══ Supplied material ══

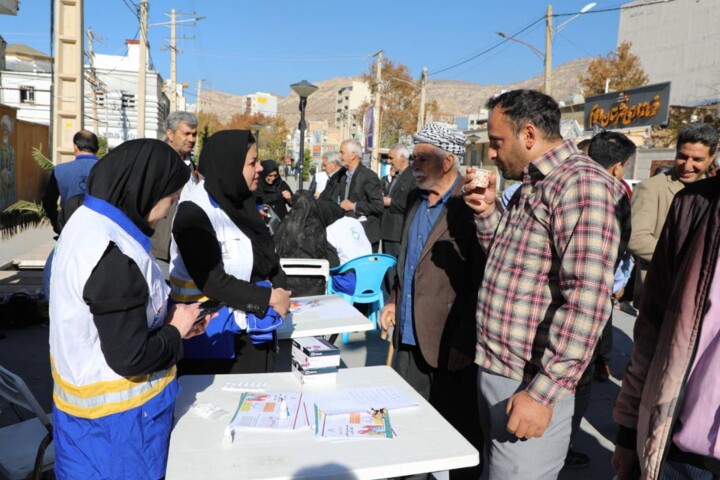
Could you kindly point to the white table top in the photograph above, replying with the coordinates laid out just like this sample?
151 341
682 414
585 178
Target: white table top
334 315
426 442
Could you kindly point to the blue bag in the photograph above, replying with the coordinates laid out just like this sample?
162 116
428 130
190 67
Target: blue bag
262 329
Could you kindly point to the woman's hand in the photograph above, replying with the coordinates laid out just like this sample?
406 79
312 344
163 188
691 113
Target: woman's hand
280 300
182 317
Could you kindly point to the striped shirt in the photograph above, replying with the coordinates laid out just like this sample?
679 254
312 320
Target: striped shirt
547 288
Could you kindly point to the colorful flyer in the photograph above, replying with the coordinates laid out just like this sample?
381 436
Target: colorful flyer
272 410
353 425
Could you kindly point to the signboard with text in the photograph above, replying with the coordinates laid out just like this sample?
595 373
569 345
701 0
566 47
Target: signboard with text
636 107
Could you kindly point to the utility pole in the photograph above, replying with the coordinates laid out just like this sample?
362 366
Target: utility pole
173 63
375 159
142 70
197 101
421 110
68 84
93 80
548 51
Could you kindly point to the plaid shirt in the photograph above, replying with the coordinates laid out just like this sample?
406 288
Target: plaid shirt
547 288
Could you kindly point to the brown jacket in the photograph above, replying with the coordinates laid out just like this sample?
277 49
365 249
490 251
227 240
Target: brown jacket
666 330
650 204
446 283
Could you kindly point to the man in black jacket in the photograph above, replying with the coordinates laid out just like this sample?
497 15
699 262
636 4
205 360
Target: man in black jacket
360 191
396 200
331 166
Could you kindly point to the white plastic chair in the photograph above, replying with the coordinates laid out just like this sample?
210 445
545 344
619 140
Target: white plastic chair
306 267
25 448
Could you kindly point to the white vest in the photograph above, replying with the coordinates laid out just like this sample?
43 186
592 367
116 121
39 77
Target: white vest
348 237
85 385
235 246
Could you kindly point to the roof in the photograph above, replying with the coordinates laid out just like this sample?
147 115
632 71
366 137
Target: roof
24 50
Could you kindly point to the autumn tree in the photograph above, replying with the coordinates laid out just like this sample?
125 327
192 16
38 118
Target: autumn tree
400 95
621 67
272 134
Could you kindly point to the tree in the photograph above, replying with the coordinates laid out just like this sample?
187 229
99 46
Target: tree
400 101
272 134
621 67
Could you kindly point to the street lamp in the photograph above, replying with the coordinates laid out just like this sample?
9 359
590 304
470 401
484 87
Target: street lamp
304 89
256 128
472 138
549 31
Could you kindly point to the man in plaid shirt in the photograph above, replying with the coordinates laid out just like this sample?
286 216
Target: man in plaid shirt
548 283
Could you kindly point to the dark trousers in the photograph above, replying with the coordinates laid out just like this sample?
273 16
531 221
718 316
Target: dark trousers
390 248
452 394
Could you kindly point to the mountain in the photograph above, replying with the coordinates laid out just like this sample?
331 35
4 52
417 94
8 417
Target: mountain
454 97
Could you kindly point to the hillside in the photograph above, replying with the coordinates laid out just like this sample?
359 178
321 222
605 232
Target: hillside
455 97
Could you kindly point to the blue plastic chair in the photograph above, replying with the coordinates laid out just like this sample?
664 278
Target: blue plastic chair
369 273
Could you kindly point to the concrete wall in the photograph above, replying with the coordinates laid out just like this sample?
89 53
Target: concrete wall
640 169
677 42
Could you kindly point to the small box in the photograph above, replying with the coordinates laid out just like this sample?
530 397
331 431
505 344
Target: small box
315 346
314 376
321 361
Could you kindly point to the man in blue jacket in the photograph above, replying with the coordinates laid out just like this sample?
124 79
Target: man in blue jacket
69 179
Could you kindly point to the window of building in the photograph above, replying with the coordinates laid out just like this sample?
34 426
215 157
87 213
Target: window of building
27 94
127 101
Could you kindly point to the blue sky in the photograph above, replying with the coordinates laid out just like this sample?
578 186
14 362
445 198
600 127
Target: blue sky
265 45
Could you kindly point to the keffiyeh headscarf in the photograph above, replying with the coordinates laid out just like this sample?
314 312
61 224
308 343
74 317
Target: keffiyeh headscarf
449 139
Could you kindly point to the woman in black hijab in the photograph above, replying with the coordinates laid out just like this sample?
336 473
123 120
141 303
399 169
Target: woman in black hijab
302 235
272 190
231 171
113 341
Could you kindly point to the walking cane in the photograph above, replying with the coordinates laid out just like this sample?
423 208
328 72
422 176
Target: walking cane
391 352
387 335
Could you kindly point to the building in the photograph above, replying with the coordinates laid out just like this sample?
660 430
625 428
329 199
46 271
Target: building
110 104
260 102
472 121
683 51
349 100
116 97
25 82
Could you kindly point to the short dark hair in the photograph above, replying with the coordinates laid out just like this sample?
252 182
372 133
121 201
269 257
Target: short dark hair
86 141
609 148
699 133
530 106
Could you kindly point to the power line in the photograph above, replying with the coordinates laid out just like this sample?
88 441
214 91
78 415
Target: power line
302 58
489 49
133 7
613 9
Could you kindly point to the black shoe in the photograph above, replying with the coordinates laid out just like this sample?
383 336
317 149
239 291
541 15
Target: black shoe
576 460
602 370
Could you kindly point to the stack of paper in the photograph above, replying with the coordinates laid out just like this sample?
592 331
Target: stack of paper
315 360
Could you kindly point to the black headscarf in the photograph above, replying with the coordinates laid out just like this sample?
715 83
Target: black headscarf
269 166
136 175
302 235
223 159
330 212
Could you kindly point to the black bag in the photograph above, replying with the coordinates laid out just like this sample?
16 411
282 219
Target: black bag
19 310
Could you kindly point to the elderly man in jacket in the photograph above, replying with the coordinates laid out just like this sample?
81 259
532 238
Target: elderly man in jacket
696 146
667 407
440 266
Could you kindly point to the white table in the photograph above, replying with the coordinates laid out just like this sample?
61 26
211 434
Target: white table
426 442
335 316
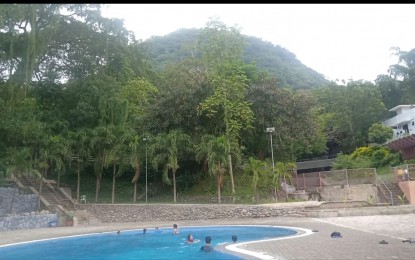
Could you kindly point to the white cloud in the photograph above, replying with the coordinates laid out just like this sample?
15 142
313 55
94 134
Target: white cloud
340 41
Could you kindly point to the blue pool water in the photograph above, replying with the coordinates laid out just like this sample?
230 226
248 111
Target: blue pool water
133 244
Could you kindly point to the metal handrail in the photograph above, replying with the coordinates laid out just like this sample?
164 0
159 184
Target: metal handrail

═══

#### The problem
Only the lines containing the word "metal" should be returned from the data above.

#### Response below
Could you kindly point to the metal handrail in the photograph above, replying with the coordinates laid out just like this sample?
Target: metal handrail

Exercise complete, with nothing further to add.